Texte fourni:
===

Parmi les avant-projets soumis, celui de l’architecte Jacques Bosson prévoit ainsi la création d’un parking de 170 places, d’une grande salle avec scène, de deux immeubles de huit et cinq étages accueillant la librairie, un self-service, des jardin suspendus, des bureaux et salles de réunion ainsi qu’un hôtel de 39 chambres.

Mais devant le blocage des pouvoirs en place, le choix se porte finalement en 1973 sur un regroupement porte de Montreuil, dans le cadre du projet de complexe intersyndical alors en réflexion.

Dans le même temps, la mairie de Paris impose, en janvier 1974, l’expropriation de l’UFM de ses locaux du 7 impasse de la Baleine pour y construire une école maternelle.

===

(Données enregistrées)

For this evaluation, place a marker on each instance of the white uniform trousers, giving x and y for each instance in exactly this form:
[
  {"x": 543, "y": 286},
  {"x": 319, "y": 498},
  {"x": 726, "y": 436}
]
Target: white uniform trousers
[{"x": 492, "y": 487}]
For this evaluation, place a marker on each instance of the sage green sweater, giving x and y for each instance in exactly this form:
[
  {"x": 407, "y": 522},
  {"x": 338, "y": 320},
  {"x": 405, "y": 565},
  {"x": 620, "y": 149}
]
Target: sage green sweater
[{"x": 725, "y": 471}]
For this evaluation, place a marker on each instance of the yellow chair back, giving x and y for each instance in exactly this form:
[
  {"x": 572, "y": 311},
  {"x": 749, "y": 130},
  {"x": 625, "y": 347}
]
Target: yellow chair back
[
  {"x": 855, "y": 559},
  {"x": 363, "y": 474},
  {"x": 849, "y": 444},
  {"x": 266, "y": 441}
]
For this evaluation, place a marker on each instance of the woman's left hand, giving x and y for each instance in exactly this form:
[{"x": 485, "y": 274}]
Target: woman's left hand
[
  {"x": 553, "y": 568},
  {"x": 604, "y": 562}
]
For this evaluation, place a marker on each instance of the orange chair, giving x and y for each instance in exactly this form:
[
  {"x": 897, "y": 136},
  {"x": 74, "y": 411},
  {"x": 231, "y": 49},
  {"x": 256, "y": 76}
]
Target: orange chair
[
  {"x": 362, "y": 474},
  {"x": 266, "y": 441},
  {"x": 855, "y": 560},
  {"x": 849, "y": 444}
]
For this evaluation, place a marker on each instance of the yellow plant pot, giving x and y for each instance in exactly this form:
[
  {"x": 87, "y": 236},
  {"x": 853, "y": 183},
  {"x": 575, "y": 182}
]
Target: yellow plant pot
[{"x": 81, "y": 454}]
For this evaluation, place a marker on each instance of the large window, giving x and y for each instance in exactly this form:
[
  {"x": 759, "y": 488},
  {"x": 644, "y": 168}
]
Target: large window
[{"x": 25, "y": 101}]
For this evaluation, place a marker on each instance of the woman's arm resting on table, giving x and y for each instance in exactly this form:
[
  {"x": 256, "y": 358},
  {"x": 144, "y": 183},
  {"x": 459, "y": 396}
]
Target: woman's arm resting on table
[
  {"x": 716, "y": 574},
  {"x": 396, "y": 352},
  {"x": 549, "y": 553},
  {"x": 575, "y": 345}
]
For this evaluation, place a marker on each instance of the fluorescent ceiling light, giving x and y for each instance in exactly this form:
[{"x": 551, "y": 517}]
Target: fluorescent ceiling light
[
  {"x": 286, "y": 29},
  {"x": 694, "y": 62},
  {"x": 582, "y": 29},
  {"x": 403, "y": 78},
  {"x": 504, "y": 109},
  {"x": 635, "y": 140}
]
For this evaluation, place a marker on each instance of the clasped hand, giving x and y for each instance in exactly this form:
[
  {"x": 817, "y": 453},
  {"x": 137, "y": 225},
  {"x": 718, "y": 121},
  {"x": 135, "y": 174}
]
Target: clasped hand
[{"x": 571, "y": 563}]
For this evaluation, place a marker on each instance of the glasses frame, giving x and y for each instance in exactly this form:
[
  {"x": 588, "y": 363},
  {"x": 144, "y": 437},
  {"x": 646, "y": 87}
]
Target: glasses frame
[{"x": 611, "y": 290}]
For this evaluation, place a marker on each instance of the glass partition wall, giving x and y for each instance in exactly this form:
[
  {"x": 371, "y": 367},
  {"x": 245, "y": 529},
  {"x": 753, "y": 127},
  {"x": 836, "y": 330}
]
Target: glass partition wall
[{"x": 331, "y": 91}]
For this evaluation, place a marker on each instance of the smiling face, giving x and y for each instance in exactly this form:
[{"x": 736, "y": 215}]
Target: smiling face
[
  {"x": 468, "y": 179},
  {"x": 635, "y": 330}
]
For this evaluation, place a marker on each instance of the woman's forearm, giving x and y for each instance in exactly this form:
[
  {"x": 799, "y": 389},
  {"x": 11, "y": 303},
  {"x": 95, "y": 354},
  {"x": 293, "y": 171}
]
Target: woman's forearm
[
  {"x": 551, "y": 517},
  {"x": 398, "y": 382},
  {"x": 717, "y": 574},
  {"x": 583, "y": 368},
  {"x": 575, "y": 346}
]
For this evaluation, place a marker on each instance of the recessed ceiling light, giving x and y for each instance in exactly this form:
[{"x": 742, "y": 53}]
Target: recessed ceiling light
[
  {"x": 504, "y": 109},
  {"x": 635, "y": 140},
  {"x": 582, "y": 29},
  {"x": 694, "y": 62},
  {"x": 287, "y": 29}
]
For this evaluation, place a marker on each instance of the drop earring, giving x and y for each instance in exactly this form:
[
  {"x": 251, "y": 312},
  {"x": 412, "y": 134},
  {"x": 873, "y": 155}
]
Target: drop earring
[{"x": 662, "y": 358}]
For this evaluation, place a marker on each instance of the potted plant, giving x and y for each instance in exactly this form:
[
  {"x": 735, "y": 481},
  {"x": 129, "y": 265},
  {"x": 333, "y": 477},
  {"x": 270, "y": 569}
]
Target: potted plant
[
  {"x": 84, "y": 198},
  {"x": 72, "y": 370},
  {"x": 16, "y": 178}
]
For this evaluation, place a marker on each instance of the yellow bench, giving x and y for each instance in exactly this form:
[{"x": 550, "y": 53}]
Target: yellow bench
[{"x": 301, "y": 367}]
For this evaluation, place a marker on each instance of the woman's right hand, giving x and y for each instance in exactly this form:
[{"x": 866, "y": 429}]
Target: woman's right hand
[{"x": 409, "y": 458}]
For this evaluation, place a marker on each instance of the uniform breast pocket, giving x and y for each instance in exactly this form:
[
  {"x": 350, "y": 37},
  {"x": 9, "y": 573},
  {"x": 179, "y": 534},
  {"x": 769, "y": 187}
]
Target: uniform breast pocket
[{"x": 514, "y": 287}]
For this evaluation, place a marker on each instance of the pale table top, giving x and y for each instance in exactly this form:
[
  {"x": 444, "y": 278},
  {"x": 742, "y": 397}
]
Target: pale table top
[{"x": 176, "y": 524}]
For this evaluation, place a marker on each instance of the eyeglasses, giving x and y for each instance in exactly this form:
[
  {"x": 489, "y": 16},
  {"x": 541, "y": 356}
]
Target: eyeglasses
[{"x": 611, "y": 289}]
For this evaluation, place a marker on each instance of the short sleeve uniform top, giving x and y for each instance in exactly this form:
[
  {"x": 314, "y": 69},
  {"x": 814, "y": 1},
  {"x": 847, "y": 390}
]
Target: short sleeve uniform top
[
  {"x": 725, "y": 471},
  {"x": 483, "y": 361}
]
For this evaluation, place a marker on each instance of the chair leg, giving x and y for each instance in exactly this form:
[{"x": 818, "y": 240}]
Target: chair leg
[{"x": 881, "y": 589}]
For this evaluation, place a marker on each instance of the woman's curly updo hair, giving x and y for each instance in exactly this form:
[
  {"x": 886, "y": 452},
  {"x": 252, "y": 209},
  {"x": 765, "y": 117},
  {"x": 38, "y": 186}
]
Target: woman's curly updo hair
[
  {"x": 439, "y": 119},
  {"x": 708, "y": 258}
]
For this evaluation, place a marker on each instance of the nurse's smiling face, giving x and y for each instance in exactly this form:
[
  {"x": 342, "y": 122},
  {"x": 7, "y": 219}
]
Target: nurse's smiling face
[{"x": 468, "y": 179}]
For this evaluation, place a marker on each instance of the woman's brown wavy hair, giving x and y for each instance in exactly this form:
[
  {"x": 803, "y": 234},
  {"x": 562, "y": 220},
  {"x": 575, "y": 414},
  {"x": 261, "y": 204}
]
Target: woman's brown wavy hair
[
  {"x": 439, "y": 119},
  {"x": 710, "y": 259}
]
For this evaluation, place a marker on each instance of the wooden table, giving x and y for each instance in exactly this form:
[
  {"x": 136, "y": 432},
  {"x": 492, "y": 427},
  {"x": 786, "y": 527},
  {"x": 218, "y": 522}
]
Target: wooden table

===

Défi 1: D'après l'extrait sur les locaux de l'UFM, combien de chambres l'hôtel prévu par l'avant-projet de Jacques Bosson devait-il compter ?
Défi 2: Recopiez fidèlement l'extrait sur les locaux de l'UFM, en commençant par « Mais devant le » et en allant jusqu'à « alors en réflexion. ».
Défi 3: Reprenez l'extrait sur les locaux de l'UFM et poursuivez-le après sa dernière phrase.

Résultat de l'exercice 1: 39 chambres.

Résultat de l'exercice 2:
Mais devant le blocage des pouvoirs en place, le choix se porte finalement en 1973 sur un regroupement porte de Montreuil, dans le cadre du projet de complexe intersyndical alors en réflexion.

Résultat de l'exercice 3:
Une nouvelle vie

En mai 1993, l’hypothèse d’une vente de la Maison des métallurgistes est posée. Parmi les raisons invoquées, il y a bien évidemment la désindustrialisation de la région parisienne, qui alimente la désyndicalisation et les difficultés financières de l’Union fraternelle des métallurgistes et de la Fédération des métaux. Plusieurs pistes de réflexion sur l’avenir du site sont empruntées : ouverture d’un centre d’accueil et de formation des syndicats européens, en lien avec la Confédération européenne des syndicats (CES), déménagement de la maternité de la rue des Bluets, vente à un promoteur immobilier, rachat par la Mairie de Paris. Promis à la démolition pour faire place à un nouvel ensemble immobilier, le bâtiment est sauvé grâce à son classement à l’Inventaire supplémentaire des Monuments Historiques en février 2000. La victoire de la gauche parisienne aux élections municipales de mars 2001, ouvre la voie à une préemption municipale sur le lieu, laquelle aurait été impossible sans l’action des métallurgistes CGT et du « Comité Métallos », qui regroupe une cinquantaine d’associations du quartier, mobilisés pour sauvegarder et mettre en valeur le bâtiment et son histoire.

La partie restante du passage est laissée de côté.